### SOURCE MATERIAL
- - -

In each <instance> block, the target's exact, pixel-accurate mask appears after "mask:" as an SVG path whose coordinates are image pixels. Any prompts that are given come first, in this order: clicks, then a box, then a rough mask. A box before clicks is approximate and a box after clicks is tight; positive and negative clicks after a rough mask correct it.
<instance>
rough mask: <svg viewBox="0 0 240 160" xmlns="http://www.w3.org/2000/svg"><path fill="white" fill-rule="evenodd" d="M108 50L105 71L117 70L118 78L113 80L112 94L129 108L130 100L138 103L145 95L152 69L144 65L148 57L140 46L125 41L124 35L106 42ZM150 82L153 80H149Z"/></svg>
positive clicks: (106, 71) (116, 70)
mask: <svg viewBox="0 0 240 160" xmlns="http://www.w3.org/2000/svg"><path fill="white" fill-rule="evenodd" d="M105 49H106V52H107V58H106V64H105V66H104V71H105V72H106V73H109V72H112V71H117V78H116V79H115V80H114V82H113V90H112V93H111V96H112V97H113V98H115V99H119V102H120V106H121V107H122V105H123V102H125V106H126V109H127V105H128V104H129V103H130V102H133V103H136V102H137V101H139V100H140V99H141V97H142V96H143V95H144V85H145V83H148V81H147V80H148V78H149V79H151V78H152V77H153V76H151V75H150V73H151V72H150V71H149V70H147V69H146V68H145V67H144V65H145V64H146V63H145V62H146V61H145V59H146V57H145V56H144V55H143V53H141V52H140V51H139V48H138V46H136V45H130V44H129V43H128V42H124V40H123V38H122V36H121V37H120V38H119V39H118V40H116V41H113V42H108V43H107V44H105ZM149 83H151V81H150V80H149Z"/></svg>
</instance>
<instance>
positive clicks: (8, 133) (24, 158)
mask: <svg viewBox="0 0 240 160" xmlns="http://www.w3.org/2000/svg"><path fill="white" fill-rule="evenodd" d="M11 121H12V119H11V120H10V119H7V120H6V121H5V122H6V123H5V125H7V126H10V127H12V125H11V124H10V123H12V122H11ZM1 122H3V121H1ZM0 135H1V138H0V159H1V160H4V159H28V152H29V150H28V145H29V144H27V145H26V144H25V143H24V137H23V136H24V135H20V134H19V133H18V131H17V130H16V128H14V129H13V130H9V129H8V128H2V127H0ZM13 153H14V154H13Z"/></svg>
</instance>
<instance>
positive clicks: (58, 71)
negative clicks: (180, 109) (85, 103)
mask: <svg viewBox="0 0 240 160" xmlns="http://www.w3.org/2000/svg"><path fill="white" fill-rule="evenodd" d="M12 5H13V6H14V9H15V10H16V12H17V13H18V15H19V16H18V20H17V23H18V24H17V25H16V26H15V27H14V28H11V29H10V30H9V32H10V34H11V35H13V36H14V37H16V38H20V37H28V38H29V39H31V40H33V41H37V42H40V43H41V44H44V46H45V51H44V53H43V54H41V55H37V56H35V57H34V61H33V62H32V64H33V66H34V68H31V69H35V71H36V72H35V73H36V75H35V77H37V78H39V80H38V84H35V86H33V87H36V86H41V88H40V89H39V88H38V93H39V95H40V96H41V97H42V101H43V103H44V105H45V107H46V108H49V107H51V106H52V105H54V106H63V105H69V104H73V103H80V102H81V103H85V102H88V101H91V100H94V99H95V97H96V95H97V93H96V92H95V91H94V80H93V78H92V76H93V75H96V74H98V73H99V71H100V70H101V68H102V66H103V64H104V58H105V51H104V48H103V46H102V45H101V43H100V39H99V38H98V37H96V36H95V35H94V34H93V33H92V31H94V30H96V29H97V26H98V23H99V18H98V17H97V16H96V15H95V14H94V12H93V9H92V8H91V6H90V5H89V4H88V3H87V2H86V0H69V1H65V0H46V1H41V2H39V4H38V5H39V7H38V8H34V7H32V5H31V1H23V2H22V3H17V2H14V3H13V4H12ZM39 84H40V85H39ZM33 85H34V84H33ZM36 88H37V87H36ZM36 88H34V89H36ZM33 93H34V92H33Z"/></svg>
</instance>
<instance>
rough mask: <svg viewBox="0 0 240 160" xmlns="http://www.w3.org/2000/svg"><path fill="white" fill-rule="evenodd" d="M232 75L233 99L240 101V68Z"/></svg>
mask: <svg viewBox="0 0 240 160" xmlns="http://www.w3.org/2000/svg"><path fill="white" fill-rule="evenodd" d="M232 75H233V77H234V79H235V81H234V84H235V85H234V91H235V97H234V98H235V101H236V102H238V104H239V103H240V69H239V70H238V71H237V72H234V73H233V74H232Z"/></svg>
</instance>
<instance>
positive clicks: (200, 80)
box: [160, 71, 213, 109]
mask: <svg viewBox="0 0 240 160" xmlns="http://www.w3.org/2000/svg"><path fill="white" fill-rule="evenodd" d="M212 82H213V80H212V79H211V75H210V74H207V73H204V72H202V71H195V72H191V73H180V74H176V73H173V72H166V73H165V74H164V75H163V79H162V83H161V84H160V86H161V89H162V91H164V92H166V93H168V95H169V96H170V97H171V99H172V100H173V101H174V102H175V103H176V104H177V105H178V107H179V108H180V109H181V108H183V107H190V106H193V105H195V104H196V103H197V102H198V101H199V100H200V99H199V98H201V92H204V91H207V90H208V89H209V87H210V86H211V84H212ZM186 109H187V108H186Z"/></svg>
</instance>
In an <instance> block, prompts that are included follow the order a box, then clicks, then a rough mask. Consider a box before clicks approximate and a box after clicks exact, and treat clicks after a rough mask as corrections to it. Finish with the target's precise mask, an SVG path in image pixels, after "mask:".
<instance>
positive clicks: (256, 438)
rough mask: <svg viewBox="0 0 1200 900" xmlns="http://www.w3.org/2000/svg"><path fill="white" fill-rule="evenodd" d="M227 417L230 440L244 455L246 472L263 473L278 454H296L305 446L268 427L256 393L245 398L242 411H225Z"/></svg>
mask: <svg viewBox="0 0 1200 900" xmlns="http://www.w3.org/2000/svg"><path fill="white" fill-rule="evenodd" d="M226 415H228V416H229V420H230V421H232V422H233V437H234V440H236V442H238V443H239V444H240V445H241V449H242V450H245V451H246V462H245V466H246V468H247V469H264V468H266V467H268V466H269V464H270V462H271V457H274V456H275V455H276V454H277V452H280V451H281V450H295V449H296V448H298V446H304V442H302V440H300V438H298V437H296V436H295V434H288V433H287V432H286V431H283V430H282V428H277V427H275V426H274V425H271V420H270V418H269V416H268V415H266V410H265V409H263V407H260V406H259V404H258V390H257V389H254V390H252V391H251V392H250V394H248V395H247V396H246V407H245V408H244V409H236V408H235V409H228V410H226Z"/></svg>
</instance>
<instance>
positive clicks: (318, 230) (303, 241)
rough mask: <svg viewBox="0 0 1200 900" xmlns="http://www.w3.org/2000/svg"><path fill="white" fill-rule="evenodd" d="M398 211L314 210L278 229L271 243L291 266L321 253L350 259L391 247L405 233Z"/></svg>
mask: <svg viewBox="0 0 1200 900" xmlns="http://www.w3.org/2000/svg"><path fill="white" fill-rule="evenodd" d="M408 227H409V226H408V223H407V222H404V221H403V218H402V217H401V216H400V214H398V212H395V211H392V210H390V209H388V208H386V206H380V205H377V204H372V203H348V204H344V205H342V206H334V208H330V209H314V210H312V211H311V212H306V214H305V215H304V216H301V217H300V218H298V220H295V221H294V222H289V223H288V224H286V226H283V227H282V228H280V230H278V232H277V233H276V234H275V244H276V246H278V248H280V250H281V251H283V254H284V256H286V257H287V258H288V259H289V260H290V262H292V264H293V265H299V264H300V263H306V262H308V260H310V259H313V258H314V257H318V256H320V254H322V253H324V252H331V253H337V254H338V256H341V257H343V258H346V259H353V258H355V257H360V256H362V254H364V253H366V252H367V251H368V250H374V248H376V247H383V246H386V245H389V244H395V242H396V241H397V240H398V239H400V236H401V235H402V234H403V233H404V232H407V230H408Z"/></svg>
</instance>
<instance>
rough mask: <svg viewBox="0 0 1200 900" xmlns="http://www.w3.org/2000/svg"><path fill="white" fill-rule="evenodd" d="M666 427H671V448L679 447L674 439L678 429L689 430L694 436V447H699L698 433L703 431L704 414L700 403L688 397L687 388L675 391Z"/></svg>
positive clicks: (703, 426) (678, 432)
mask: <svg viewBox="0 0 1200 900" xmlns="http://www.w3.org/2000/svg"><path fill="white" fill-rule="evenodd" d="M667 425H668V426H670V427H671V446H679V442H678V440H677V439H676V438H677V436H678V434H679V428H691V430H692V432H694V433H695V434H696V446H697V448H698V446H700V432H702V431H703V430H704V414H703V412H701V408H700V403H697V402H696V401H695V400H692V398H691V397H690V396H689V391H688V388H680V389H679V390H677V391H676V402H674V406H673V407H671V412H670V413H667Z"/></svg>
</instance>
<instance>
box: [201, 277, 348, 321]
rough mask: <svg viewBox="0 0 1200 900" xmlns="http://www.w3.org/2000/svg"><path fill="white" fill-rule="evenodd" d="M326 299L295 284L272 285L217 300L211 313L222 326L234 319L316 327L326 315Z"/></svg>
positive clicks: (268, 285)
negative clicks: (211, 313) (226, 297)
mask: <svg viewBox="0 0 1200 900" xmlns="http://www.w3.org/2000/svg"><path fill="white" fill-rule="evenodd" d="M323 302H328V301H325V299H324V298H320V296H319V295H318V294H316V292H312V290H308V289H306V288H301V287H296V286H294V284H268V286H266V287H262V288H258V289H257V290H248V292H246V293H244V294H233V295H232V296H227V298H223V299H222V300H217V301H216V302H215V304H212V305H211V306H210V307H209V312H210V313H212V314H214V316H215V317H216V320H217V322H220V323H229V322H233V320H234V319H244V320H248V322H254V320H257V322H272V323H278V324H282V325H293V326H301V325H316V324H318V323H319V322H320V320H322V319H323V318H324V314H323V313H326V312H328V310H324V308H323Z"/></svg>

- - -

Pick out every line of the entries that contains the word "negative", and copy each one in full.

In each <instance> block, the target's exact, pixel-accurate mask appears after "mask:" as an SVG path whose coordinates are image pixels. Any prompts that are given come first, in this order: clicks, then a box, then a rough mask. A box before clicks is approximate and a box after clicks is tight; positive and negative clicks after a rough mask correct it.
negative clicks: (180, 109) (85, 103)
negative clicks: (211, 313) (226, 297)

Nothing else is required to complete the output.